* _Reading text_

++++++

UHAL performs well relative to its peers, with superior growth and profitability. Importantly, even when factoring in its high D&A costs, the company boasts a superior NIM. This is a reflection of its strong competitive position in the market, alongside its investment in future growth.
Valuation
UHAL is currently trading at 9x LTM EBITDA and 1.9x book value. This is a premium to its historical average on an EBITDA basis.
A small premium to its historical average appears reasonable in our view, owing to the increased asset base, development of a number of revenue streams, and the potential for expansion as market conditions improve.
This said, the company is trading at a discount to its peer group and its historical average book value. We believe both discounts are illustrative of the cash flow risk. The company has, and continues to, invest heavily in future earning-generating assets, which creates execution risk. If the unit economics of these assets change, its potential returns are materially impacted.
Broadly, we believe the company is likely slightly undervalued, as its financial superiority outside of FCF, and the relative “safety” of hard asset investment (real estate and vehicles), mean a deep discount is unwarranted.
Key risks with our thesis
The key risk and catalyst factors revolve wholly around economic development. The timing of interest rate movements, whether the US enters a recession, and even election results will have a material effect on the US economy and thus UHAL’s financial performance. We see limited share price development until the housing market improves.
Final thoughts
UHAL is a high-quality business in our view, and an interesting example of going “all in” on future profitability. The company appears well managed, with expansion at a reasonable pace and intelligent strategic decision-making to develop the company’s wider revenue profile.
This said, we believe investors will benefit from patience, given the importance of the housing market’s health on the growth potential of the company. With rate hikes incredibly unlikely in Q1-Q2 2024, we see limited share price movement.

++++++

(Data items)
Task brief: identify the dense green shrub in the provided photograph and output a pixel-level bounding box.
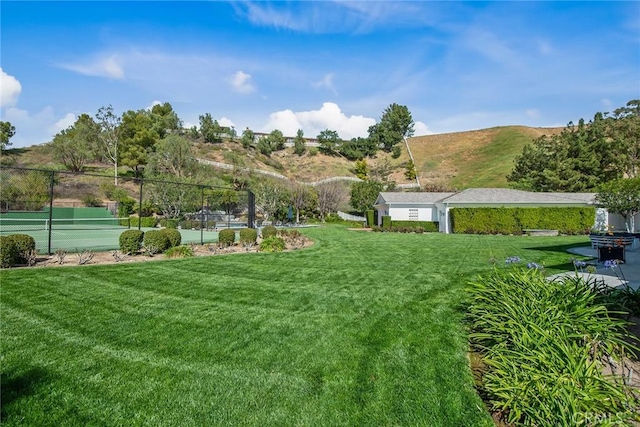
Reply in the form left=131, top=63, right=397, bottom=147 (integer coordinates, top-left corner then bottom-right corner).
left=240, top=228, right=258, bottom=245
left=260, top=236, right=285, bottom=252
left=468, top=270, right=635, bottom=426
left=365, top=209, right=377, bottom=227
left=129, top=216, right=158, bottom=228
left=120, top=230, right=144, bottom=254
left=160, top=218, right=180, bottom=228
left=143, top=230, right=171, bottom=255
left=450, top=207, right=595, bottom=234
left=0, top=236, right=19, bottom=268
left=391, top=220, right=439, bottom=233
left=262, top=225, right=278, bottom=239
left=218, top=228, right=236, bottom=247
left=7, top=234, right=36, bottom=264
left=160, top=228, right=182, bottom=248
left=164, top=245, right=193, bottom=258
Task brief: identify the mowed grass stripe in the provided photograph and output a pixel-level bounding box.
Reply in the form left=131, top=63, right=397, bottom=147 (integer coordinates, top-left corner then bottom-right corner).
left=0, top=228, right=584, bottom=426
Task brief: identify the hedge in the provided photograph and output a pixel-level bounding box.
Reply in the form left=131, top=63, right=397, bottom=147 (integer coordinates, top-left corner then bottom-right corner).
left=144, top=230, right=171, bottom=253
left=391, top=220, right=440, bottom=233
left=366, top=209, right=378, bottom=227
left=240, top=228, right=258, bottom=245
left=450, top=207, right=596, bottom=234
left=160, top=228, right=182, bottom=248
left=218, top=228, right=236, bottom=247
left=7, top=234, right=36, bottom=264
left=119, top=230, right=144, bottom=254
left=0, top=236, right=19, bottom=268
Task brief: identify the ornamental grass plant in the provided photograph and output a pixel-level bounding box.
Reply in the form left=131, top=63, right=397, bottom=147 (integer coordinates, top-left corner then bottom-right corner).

++++++

* _Your goal_
Rewrite the UHAL analysis starting at "This said, we" and ending at "share price movement.", switching "patience" to "restraint".

* _Worked solution_
This said, we believe investors will benefit from restraint, given the importance of the housing market’s health on the growth potential of the company. With rate hikes incredibly unlikely in Q1-Q2 2024, we see limited share price movement.